Set exercise A: Count the lines in the entries below that contain the word "shoes", and give only that number.
+ + + +
# Head-fiers with experience with van den Hul Interconnects



## cylanes

Currently I have some no-name (suppose to be better than standard) interconnects.

 The van den Hul interconnects caught my interest. I was curious if someone has any experience with this brand??


----------



## saturnine

I've never used one of their interconnects, but I do own a MainsStream power cable. The build quality is very good, and the cable itself is stiff as hell. It's been the first PC I've used with my rig and actually heard a difference. 

 As for the interconnects, I too am looking to see what people think of them. They sell fairly cheaply @ Ebay, and look quite good


----------



## GoRedwings19

I use to own the van der hul d102 3 and the first ultimates.

 They best comparison I can use is that they are opposite to the nordost stuff.
+ + + +
Set exercise B: Carry the forum thread on van den Hul interconnects above forward from its last post.

Data records:
+ + + +
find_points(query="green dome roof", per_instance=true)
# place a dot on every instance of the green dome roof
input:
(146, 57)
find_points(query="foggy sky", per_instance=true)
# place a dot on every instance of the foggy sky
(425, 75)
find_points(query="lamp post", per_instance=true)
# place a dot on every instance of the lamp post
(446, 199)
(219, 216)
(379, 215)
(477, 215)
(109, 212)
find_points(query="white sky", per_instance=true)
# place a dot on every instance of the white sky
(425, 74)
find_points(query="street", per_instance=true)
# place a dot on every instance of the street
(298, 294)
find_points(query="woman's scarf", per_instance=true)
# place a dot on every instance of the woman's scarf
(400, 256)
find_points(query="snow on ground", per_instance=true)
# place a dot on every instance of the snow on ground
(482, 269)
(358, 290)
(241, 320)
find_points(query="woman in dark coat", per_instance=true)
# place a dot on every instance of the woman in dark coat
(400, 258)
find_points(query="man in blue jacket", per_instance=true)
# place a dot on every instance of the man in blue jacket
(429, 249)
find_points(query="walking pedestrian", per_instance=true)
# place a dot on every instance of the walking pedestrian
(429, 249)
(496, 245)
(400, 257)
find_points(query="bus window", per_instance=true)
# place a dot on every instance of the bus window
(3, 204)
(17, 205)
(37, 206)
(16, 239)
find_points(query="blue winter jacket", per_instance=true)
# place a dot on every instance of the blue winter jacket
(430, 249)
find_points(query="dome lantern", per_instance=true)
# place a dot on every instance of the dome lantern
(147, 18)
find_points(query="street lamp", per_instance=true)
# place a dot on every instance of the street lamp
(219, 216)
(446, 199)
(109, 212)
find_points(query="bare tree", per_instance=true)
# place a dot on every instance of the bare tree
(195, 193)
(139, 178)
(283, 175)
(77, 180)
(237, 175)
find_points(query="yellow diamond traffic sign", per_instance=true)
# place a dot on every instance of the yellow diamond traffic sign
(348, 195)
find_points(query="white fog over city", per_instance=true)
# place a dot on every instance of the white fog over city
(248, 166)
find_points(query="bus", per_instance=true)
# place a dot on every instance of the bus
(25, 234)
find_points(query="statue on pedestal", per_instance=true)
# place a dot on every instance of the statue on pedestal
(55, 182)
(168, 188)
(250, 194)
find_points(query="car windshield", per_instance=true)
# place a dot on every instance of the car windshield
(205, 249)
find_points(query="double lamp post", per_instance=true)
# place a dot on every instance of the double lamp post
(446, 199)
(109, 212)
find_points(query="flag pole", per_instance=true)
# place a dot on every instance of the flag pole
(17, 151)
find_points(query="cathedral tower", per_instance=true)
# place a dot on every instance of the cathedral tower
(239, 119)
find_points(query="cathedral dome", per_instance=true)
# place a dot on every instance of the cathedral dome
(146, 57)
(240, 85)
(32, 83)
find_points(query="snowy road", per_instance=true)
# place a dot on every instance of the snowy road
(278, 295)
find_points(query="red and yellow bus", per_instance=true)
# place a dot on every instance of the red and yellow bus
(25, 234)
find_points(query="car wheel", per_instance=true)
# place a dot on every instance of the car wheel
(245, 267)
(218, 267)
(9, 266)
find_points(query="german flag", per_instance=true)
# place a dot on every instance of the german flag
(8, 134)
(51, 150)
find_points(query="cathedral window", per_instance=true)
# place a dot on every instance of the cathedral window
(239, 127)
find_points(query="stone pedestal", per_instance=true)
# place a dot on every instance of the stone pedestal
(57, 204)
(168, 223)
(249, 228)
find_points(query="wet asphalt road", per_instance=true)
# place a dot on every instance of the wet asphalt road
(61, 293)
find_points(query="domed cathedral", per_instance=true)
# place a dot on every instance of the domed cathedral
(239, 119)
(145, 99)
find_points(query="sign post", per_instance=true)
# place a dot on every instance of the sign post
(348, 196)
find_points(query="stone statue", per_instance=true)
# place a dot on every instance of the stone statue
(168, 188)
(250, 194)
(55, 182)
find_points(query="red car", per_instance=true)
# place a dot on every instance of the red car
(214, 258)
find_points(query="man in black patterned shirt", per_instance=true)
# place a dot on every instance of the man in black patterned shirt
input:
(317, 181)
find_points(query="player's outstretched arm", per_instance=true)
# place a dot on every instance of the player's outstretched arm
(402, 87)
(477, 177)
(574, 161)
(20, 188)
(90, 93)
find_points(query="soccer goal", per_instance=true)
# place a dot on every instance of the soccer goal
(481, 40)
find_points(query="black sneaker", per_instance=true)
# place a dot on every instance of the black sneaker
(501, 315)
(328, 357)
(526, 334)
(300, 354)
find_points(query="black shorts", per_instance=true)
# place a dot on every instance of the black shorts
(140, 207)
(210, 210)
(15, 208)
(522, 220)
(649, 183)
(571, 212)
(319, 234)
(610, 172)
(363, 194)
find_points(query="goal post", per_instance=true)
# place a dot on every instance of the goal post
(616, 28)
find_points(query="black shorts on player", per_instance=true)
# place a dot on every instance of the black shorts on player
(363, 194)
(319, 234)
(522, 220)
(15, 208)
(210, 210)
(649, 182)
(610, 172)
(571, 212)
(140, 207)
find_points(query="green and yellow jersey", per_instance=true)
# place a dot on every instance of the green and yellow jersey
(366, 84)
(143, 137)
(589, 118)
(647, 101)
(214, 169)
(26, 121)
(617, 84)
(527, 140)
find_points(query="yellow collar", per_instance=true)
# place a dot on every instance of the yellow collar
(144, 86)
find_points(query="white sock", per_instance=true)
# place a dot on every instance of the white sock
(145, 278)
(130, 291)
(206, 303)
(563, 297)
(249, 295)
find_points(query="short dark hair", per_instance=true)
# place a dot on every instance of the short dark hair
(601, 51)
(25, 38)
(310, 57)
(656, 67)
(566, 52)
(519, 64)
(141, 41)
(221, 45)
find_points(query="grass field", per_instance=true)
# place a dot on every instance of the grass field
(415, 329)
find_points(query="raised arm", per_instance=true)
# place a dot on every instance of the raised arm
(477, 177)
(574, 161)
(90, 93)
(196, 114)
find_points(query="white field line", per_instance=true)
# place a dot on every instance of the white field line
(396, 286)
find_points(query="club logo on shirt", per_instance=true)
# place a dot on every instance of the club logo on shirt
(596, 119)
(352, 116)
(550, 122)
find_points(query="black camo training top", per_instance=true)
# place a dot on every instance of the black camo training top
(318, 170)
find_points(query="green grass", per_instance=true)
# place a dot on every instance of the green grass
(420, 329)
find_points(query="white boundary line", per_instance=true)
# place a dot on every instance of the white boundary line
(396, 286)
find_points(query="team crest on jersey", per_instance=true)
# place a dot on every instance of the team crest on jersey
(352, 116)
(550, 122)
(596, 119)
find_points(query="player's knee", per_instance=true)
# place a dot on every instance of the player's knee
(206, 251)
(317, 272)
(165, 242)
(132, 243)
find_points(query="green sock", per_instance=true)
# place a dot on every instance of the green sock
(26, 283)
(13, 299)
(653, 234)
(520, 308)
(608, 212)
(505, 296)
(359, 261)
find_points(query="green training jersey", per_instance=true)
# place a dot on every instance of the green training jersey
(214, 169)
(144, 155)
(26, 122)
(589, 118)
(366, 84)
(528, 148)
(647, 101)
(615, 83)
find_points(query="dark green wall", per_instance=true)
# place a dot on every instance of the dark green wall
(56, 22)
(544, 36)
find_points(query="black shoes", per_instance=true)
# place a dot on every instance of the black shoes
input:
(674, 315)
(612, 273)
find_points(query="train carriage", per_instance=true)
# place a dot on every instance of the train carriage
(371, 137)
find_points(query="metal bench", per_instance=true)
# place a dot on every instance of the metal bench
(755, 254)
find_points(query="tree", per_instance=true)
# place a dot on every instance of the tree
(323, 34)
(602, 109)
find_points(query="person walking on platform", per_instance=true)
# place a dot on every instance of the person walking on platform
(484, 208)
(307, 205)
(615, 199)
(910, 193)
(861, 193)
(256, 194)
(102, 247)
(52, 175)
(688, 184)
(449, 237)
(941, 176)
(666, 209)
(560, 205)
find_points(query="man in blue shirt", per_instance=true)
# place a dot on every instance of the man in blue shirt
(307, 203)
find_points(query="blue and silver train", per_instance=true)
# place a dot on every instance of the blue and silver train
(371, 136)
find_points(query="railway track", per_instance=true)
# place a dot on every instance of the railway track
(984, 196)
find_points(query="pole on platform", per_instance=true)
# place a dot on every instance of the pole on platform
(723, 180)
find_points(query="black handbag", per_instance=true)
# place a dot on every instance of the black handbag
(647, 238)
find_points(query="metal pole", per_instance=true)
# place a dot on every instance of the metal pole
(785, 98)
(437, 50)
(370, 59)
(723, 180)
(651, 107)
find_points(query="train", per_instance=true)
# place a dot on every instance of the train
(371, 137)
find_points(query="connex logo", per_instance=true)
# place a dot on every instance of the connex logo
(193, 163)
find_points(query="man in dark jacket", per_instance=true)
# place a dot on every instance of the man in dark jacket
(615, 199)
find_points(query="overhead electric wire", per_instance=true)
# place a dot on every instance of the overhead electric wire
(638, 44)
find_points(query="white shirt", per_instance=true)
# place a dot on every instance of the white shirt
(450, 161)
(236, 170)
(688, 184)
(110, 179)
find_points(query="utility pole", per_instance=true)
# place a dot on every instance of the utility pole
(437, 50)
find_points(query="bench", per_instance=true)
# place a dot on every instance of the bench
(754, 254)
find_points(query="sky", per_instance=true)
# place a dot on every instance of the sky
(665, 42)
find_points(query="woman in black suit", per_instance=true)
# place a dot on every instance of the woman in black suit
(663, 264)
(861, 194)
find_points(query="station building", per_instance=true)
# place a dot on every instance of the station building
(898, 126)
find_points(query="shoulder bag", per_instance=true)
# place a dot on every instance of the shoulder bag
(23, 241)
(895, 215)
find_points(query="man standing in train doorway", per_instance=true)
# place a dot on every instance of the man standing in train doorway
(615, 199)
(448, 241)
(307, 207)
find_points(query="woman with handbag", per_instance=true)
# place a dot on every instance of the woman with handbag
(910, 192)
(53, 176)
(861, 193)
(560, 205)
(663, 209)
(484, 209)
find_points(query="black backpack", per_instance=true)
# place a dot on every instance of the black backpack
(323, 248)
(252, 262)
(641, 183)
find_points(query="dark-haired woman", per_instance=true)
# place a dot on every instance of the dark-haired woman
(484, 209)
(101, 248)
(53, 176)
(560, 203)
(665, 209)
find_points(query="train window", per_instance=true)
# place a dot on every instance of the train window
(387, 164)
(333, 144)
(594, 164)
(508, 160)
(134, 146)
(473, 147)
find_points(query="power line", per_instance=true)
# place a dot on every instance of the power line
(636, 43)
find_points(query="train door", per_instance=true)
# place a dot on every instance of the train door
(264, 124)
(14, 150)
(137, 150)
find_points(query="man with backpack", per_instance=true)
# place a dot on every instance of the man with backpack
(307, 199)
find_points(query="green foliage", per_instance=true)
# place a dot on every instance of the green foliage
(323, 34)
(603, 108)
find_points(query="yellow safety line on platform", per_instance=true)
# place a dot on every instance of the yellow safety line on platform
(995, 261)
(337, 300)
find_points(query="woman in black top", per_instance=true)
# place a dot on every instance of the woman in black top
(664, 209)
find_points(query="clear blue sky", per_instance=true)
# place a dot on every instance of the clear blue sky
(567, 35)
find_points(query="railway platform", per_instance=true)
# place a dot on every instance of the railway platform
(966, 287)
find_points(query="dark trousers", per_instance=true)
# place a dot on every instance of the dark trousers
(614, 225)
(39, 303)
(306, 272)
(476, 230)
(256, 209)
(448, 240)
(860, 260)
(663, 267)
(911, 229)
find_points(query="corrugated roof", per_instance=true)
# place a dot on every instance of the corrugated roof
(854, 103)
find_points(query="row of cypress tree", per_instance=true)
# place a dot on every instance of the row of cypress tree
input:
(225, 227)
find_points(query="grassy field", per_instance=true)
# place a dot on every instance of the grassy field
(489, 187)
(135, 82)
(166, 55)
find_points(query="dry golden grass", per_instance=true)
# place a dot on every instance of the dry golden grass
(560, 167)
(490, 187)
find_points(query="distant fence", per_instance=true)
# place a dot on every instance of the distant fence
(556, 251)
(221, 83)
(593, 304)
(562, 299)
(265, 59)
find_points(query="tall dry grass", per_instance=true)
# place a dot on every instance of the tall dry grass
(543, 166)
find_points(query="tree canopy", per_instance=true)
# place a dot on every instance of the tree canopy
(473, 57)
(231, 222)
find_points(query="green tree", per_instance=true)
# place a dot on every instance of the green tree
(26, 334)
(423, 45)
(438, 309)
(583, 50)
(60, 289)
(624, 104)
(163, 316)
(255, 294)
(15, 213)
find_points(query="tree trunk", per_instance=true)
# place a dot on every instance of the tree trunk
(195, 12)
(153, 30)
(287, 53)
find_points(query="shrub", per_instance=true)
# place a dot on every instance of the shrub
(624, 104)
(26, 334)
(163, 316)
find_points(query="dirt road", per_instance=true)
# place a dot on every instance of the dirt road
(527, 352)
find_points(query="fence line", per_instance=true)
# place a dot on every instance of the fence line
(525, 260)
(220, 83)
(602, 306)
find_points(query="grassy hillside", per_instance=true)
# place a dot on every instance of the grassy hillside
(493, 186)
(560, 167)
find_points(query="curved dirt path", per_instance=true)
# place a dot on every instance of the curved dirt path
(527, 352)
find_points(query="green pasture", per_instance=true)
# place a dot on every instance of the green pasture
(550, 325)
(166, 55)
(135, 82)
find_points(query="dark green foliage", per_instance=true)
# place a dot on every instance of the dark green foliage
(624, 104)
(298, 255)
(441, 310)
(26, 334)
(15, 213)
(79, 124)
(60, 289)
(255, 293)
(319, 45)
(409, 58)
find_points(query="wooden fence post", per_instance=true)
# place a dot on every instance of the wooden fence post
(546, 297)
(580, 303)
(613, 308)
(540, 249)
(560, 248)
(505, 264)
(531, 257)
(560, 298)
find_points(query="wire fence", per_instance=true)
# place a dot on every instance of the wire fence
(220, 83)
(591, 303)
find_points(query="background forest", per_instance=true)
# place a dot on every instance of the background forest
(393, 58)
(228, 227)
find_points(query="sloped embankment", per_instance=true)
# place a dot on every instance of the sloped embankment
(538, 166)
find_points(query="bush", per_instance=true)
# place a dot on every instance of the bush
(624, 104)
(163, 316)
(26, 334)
+ + + +
Expected output A: 2

Expected output B:
 The van der huls usally have a full sound which might be too "thick sounding" to you, has nice "organic" sounding midrange and the highs are quite pleasant. It also has bit of prominent bottom end which maybe too much for some and don't sound as fast as the Nordost's or other cables

 In contrast the nordost's sound not as thick some might say lean, A kinda of sterile midrange and some people find the bass performance a bit lean. But they are generally fast paced, high detail levels and generally highs have extension that the VDH don't have.

 It's kinda of a preference call to which you prefer.


----------



## skullguise

I agree with GR19. I have the D-102 Mk II Hybrids, and I also have the First (original version, not the ultimate). There IS something special going on with the mids using the First, but it rolls off highs and lows too much for my taste. Still, that midrange....

 The D-102 Mk 3 seems to have an overall better balance than the First, but it is not as musical.

 I think for the same pricing (or less), you would do well with one of the recommended cables here like the Grover or Oritek. Personal opinion, though.


----------



## GoRedwings19

Quote:


  Originally Posted by *skullguise* 
_I agree with GR19. I have the D-102 Mk II Hybrids, and I also have the First (original version, not the ultimate). There IS something special going on with the mids using the First, but it rolls off highs and lows too much for my taste. Still, that midrange....

 The D-102 Mk 3 seems to have an overall better balance than the First, but it is not as musical.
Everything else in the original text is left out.